- [YOUR TASK] Copy the entries from the line containing "wall with a single pin per instance." through the last line, keeping both ends. Reproduce every line in that range without changes.
─── EXERCISE INPUT
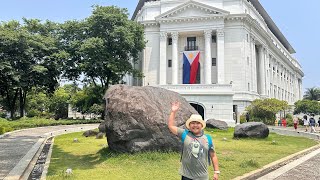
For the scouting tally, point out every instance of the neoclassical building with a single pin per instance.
(218, 54)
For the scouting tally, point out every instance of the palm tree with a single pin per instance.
(312, 94)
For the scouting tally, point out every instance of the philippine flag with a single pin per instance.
(190, 66)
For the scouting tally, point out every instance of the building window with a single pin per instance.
(169, 41)
(214, 39)
(214, 62)
(191, 44)
(169, 63)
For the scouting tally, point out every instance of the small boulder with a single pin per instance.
(251, 129)
(217, 124)
(90, 133)
(99, 135)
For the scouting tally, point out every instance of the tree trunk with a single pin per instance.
(12, 102)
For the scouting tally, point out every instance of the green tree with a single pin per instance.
(88, 100)
(312, 94)
(29, 58)
(37, 103)
(58, 103)
(102, 47)
(266, 110)
(307, 107)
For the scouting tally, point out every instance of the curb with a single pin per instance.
(24, 167)
(289, 132)
(276, 164)
(284, 169)
(47, 163)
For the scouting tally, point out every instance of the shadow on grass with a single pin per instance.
(61, 160)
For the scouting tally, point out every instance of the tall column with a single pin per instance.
(262, 78)
(220, 56)
(208, 57)
(269, 71)
(163, 59)
(254, 66)
(175, 71)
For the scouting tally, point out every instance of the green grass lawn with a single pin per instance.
(90, 158)
(23, 123)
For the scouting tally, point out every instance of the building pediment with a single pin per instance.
(192, 9)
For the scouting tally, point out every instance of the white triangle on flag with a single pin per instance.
(191, 55)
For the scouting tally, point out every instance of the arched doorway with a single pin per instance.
(199, 108)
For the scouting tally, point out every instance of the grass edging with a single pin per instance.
(276, 164)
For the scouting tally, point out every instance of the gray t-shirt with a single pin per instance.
(194, 163)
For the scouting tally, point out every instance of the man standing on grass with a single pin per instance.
(197, 153)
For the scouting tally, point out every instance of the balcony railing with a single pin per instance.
(191, 48)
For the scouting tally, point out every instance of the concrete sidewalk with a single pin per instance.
(302, 165)
(18, 148)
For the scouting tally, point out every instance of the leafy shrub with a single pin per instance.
(34, 113)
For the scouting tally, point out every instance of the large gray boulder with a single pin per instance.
(251, 129)
(212, 123)
(136, 118)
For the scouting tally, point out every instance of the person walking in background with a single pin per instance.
(295, 123)
(312, 122)
(306, 122)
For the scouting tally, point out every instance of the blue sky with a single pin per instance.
(298, 21)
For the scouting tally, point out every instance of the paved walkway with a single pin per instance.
(18, 148)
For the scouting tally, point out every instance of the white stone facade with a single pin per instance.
(243, 55)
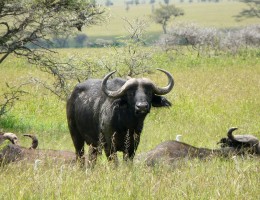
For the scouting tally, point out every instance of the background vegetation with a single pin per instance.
(212, 93)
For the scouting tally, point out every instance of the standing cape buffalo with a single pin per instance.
(110, 114)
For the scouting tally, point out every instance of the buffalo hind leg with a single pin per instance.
(78, 142)
(111, 154)
(92, 156)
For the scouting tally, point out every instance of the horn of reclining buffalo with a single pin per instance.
(121, 91)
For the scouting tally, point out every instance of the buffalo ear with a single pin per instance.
(159, 101)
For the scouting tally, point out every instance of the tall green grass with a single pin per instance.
(210, 96)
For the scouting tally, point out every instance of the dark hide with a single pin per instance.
(172, 151)
(104, 122)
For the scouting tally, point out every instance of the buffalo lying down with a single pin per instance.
(14, 153)
(110, 113)
(171, 151)
(246, 142)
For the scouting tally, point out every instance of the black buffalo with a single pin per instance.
(109, 114)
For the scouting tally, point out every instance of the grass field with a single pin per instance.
(211, 94)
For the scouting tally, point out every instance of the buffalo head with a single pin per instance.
(140, 93)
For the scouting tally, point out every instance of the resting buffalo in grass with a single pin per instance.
(8, 136)
(13, 153)
(171, 151)
(111, 113)
(246, 142)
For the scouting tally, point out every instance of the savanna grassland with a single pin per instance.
(211, 94)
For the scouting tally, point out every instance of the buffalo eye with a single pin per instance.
(148, 92)
(131, 93)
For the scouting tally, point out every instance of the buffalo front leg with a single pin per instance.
(129, 152)
(111, 154)
(78, 142)
(92, 156)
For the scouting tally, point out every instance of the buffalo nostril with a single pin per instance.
(142, 106)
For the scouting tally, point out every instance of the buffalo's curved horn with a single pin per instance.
(230, 131)
(132, 81)
(120, 91)
(168, 88)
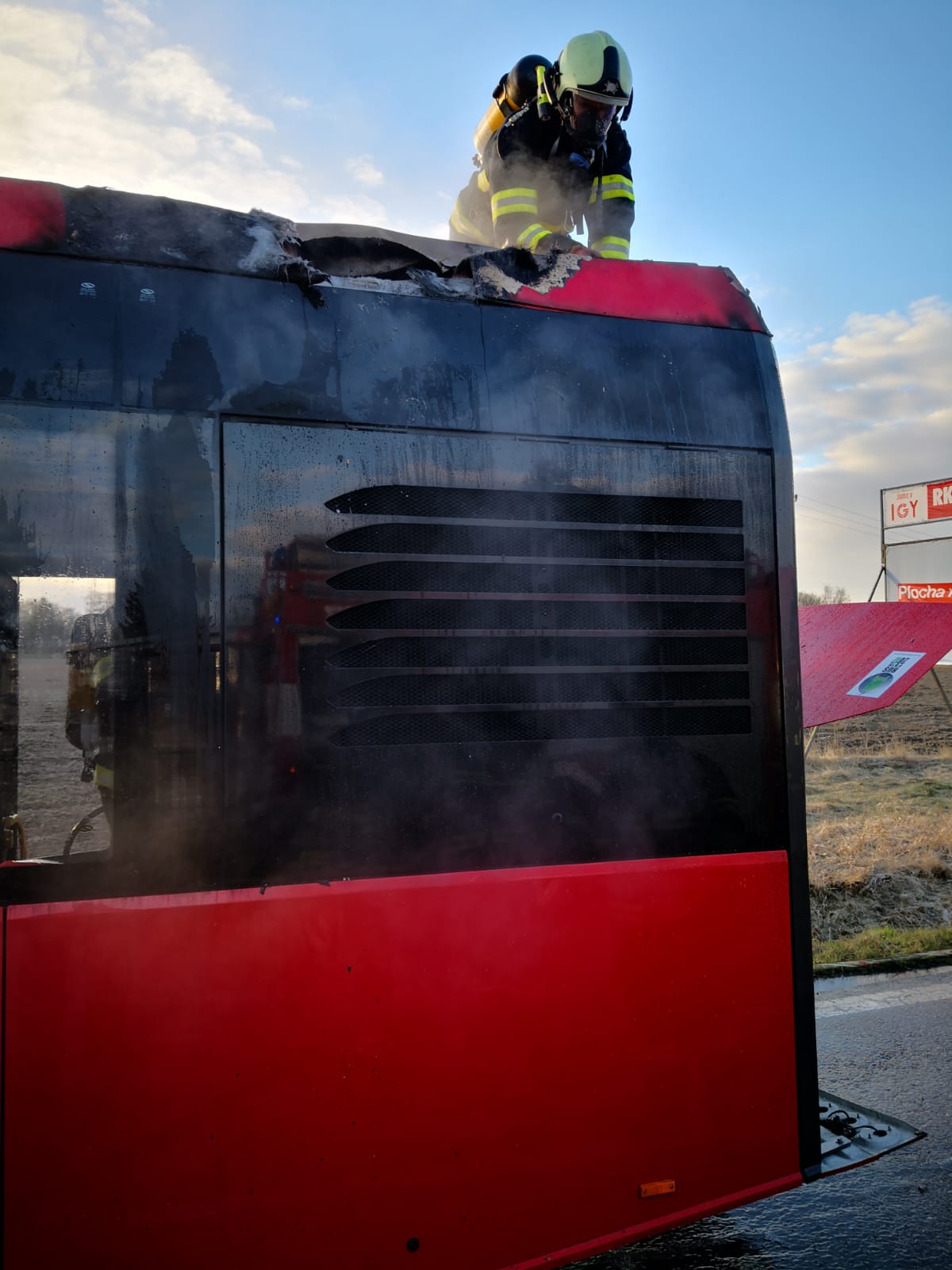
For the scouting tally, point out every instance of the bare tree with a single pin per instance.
(829, 596)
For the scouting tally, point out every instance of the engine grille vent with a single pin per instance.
(543, 624)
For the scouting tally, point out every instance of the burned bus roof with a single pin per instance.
(144, 229)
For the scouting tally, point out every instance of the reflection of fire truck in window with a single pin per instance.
(277, 662)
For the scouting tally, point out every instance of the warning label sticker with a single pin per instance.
(881, 679)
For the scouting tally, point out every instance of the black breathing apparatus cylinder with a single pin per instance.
(524, 83)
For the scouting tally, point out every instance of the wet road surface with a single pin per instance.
(886, 1043)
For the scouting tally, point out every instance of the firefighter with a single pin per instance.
(560, 163)
(89, 706)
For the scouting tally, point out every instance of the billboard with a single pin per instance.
(919, 567)
(917, 505)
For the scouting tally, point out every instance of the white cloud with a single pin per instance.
(363, 171)
(867, 410)
(171, 79)
(106, 101)
(126, 13)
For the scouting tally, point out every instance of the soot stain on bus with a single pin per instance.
(451, 664)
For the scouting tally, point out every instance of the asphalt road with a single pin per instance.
(885, 1043)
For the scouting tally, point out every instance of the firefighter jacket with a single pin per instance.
(535, 183)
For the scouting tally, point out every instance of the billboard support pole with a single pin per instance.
(882, 569)
(942, 691)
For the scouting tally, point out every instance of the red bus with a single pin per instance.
(442, 725)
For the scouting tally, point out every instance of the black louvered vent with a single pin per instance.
(539, 618)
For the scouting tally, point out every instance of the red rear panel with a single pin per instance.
(480, 1068)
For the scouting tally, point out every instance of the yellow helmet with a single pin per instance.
(597, 67)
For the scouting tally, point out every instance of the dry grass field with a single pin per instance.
(880, 817)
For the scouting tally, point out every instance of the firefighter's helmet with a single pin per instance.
(596, 69)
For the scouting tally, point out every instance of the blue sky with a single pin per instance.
(805, 145)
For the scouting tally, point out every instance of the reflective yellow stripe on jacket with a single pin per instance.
(520, 198)
(612, 187)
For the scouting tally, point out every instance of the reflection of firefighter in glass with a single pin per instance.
(90, 706)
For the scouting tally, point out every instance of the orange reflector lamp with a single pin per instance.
(649, 1189)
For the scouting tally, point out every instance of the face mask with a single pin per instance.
(590, 125)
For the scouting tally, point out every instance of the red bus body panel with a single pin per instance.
(334, 1075)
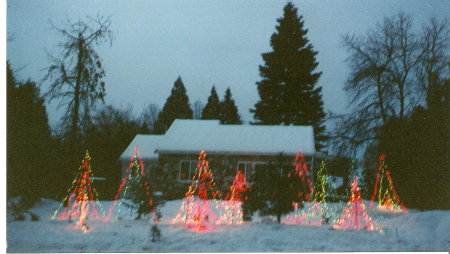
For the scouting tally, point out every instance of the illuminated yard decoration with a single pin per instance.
(232, 205)
(195, 211)
(323, 190)
(82, 200)
(388, 200)
(354, 215)
(308, 212)
(133, 187)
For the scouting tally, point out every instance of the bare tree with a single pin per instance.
(198, 109)
(150, 115)
(383, 84)
(432, 70)
(76, 76)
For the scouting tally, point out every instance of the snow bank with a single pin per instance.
(416, 231)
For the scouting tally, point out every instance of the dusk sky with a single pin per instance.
(205, 42)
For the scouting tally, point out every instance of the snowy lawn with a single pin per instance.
(415, 231)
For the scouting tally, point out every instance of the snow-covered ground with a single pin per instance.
(415, 231)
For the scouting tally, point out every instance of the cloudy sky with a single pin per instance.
(205, 42)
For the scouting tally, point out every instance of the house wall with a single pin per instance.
(223, 166)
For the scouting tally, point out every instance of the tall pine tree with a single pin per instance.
(176, 107)
(229, 112)
(212, 109)
(28, 142)
(287, 89)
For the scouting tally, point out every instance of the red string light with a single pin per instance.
(354, 215)
(82, 201)
(135, 172)
(311, 214)
(388, 199)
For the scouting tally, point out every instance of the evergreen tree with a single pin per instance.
(28, 141)
(287, 89)
(229, 112)
(212, 109)
(176, 107)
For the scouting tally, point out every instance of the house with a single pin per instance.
(251, 148)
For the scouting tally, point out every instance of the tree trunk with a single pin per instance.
(76, 105)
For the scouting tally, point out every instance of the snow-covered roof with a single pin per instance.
(146, 144)
(192, 136)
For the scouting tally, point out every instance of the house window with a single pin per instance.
(187, 169)
(249, 167)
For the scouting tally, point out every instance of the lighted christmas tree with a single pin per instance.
(306, 210)
(388, 200)
(323, 190)
(232, 205)
(195, 211)
(81, 203)
(134, 194)
(354, 215)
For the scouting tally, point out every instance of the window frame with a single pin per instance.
(252, 167)
(192, 167)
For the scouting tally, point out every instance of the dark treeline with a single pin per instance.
(398, 85)
(399, 90)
──────
- [EXERCISE SOLUTION]
For the scouting tally, point out every instance of the house wall with a single pin per instance.
(223, 166)
For the scouting tally, point out every instance of the tall pine tree with a single pin per instance.
(176, 107)
(229, 112)
(212, 109)
(28, 142)
(287, 89)
For the scouting tally, point out every instance of the red string light with a single pin per instance.
(354, 215)
(82, 201)
(135, 172)
(311, 214)
(388, 199)
For the scouting tally, point out every instance of the evergreen tree with a single pin per instance.
(28, 141)
(287, 89)
(229, 112)
(212, 109)
(176, 107)
For the scouting tally, point out every instance of the house with a single pin per instance.
(251, 148)
For the scouting tally, point out every instance of the tree trunk with a single pin per instance.
(76, 105)
For the scouting tally, point out every instance of the snow-covered roof with a single pin per instance.
(146, 144)
(192, 136)
For the scouting tally, point out every instance of the house window with a single pin per instance.
(187, 169)
(249, 167)
For the scouting tally, point out every instance of the lighted christmas tree with a single pin per instance.
(306, 210)
(388, 200)
(323, 190)
(232, 205)
(195, 211)
(81, 203)
(134, 194)
(354, 215)
For the scouting tally, point out every instance of the window frame with a single pin per instance.
(252, 167)
(192, 167)
For the scouting tally, point out every instance of the dark treeline with a single pin per instance.
(398, 85)
(399, 90)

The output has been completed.